++++ Data in this exercise

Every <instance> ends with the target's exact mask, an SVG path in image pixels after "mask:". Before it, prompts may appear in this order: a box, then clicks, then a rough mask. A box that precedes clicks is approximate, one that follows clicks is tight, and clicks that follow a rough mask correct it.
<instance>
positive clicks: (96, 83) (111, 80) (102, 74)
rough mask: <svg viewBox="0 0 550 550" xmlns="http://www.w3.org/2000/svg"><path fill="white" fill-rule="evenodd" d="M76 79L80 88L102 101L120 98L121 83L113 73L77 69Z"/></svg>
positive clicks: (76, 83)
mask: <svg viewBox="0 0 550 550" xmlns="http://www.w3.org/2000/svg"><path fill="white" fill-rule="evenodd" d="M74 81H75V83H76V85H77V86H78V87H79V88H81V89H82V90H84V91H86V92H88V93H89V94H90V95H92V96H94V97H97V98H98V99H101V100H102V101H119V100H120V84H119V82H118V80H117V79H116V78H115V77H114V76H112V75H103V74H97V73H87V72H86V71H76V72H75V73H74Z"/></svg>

++++++++

# Task details
Set the entries down again precisely as they were given.

# Answer space
Every <instance> ends with the target's exact mask, an SVG path in image pixels after "mask:". Before it, prompts may appear in this order: a box, then clicks, then a rough mask. A box that precedes clicks is approximate, one that follows clicks is tight, and clicks that follow a rough mask correct it.
<instance>
positive clicks: (96, 83) (111, 80) (102, 74)
rough mask: <svg viewBox="0 0 550 550" xmlns="http://www.w3.org/2000/svg"><path fill="white" fill-rule="evenodd" d="M76 79L80 88L102 101L120 98L121 83L113 73L77 69Z"/></svg>
positive clicks: (76, 83)
mask: <svg viewBox="0 0 550 550" xmlns="http://www.w3.org/2000/svg"><path fill="white" fill-rule="evenodd" d="M74 81H75V83H76V85H77V86H78V87H79V88H81V89H82V90H84V91H86V92H88V93H89V94H90V95H92V96H94V97H97V98H98V99H101V100H102V101H119V100H120V84H119V82H118V80H117V79H116V78H115V77H114V76H112V75H103V74H97V73H87V72H86V71H76V72H75V73H74Z"/></svg>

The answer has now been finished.